Items from a dataset:
## start

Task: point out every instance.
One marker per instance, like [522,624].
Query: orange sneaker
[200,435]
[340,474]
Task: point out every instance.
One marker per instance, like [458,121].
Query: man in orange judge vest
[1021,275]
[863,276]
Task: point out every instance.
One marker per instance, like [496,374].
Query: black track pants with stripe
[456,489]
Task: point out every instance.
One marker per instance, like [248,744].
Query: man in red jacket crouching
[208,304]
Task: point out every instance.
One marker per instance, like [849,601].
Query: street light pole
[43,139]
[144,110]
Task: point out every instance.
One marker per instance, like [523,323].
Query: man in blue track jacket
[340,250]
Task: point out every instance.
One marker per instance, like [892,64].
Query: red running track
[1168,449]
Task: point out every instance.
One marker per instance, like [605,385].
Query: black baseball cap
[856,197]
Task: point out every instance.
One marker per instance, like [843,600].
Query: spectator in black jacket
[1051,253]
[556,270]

## end
## start

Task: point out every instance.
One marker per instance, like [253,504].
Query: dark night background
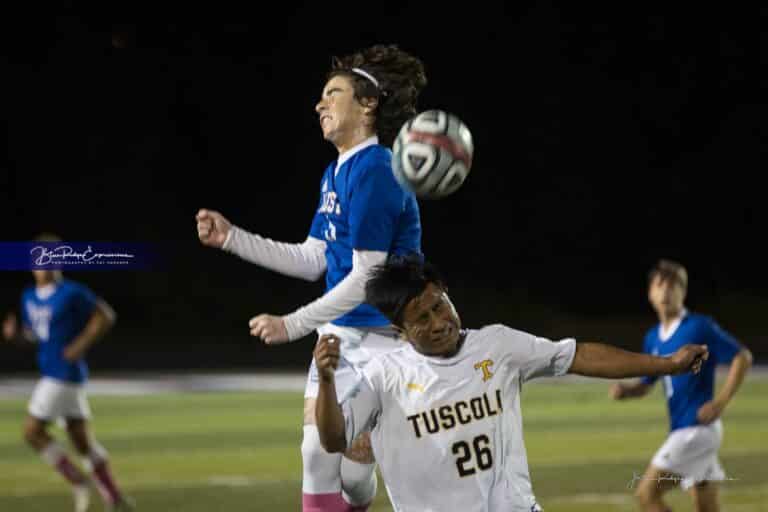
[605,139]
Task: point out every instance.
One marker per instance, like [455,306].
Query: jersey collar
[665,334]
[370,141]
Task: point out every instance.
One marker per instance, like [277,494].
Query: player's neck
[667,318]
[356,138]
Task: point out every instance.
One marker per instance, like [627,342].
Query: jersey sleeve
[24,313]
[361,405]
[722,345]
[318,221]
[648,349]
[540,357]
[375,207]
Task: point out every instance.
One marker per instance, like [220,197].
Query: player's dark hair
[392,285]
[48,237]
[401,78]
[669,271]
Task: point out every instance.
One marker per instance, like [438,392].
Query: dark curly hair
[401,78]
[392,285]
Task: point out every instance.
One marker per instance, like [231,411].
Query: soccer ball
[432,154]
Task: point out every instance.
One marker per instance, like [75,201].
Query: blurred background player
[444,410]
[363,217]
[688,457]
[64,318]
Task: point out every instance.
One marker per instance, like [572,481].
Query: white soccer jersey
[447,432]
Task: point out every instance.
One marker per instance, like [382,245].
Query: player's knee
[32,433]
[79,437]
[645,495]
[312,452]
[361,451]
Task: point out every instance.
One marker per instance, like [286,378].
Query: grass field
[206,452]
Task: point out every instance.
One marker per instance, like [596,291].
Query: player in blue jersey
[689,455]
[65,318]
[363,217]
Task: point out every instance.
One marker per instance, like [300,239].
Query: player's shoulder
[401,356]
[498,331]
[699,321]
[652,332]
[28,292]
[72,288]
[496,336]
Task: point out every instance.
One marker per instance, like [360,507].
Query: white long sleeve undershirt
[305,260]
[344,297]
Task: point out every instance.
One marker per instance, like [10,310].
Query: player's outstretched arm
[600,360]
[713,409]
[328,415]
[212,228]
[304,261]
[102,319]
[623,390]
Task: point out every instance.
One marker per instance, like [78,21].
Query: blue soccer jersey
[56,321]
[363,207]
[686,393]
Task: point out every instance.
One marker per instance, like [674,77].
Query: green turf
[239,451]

## end
## start

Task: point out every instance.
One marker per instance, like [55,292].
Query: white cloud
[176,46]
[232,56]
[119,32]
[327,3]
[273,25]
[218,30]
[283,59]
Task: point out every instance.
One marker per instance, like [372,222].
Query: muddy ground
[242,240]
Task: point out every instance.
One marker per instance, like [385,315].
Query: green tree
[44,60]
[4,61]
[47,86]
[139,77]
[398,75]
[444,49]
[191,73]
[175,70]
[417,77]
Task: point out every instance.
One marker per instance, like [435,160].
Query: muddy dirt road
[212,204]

## end

Task instructions:
Count how many lines in the records above contain the word "sleeve". Reply with the number only.

Written reply:
2